WORK TO COMPLETE:
Reproduce the material below, replacing every occurrence of "Kindly" with "Please" and leaving everything else unchanged. Omit the pictures.

PROVIDED MATERIAL:

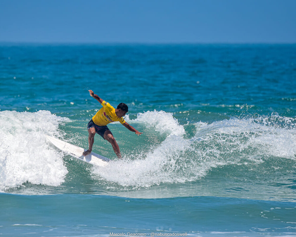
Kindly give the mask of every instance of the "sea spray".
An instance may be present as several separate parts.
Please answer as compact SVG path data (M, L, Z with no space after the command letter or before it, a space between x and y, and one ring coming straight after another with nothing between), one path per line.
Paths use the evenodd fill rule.
M45 134L58 135L59 123L68 120L44 111L0 112L0 190L64 181L63 154L49 146Z

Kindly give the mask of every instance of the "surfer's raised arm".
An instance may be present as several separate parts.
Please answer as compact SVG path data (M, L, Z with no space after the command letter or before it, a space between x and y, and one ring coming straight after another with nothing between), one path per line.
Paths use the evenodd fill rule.
M103 103L104 100L99 97L98 95L94 94L93 91L91 90L89 90L89 95L91 96L95 99L97 100L100 102L100 104L102 104Z

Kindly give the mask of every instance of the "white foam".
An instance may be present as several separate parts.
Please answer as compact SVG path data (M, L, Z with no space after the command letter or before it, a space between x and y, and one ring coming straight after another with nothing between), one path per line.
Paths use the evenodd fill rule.
M56 186L64 181L63 154L48 145L45 134L58 135L59 122L67 119L45 111L0 111L0 190L27 182Z
M244 165L252 169L268 156L278 156L279 161L295 159L296 129L295 121L291 121L295 119L275 116L278 116L199 122L195 124L195 135L187 139L183 137L184 126L171 113L155 110L139 114L131 122L144 122L147 128L166 134L166 138L135 159L126 157L93 171L112 186L115 183L134 188L196 180L218 166ZM267 168L274 170L277 165ZM266 168L262 168L263 172Z
M139 113L135 121L144 122L148 128L153 128L161 134L182 136L185 133L183 126L180 126L178 119L173 116L172 113L161 110L148 111Z

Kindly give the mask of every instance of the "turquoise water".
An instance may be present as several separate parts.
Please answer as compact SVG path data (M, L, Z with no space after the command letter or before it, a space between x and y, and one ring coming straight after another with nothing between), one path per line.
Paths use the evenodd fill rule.
M296 45L0 45L0 233L296 236ZM123 159L96 135L101 108Z

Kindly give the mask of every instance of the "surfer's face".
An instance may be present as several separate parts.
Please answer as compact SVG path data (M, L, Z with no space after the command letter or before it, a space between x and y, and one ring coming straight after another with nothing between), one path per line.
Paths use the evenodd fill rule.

TASK SOLUTION:
Please give the mask of every instance of the "sea spray".
An instance may be present as several separate parts.
Please answer as compact SVG path data (M, L, Z with no space after the command letter or before it, a space between x and y, and one ring coming straight after another with nothing between), one path per line.
Paths use the evenodd fill rule.
M45 134L58 135L59 123L68 120L44 111L0 112L0 190L64 181L63 154L49 146Z

Please give the mask of every instance of the "surfer's raised arm".
An instance may be present as several separate parts.
Please answer as compact SVG path data (M, L, Z with no space after the command letter or before it, a space between x and y, and one ring coming straight after another with nothing between), one path per line.
Paths use the evenodd fill rule.
M103 103L104 100L99 97L98 95L94 94L93 91L91 90L89 90L89 95L91 96L95 99L97 100L100 102L100 104L102 104Z

Please give the mask of every instance of the "white foam".
An instance may be present as several separate parts.
Please answer as compact SVG path data (M, L, Z with no space after the command letter or before it, a space between x and y, and one ring coming straight after another with nothing between), one path per line.
Paths use the evenodd fill rule.
M56 186L64 181L63 154L48 145L45 134L58 135L59 122L67 119L45 111L0 111L0 190L27 182Z
M244 165L252 169L268 156L278 156L279 161L295 159L296 129L295 121L291 121L295 119L275 116L278 116L199 122L195 124L195 135L187 139L183 137L184 126L171 113L155 110L139 114L131 122L144 122L147 128L166 134L166 138L135 159L126 157L93 171L112 186L115 183L134 188L196 180L218 166ZM267 168L274 170L277 165ZM266 168L262 168L263 172Z
M139 113L135 121L144 122L148 128L153 128L161 134L182 136L185 133L183 126L180 126L178 119L173 116L172 113L161 110L148 111Z

Please give the mask of every instance of the "turquoise water".
An instance may be present as several separate parts.
Please answer as compact SVG path data (M, L, Z with no space after the command letter or before it, a space between x and y, and one ring coming straight after another with nothing between), one path per line.
Paths use the evenodd fill rule.
M296 45L0 45L0 233L296 236ZM123 159L96 135L101 108Z

Please give the mask of every instance of the "surfer's face".
An instance may be present as several separate parts.
Please answer as compact SVG path data (M, L, Z with no space after the command letter or before it, a space between x and y, and one ring coming straight after another with nothing between), one path per line.
Paths use the evenodd fill rule.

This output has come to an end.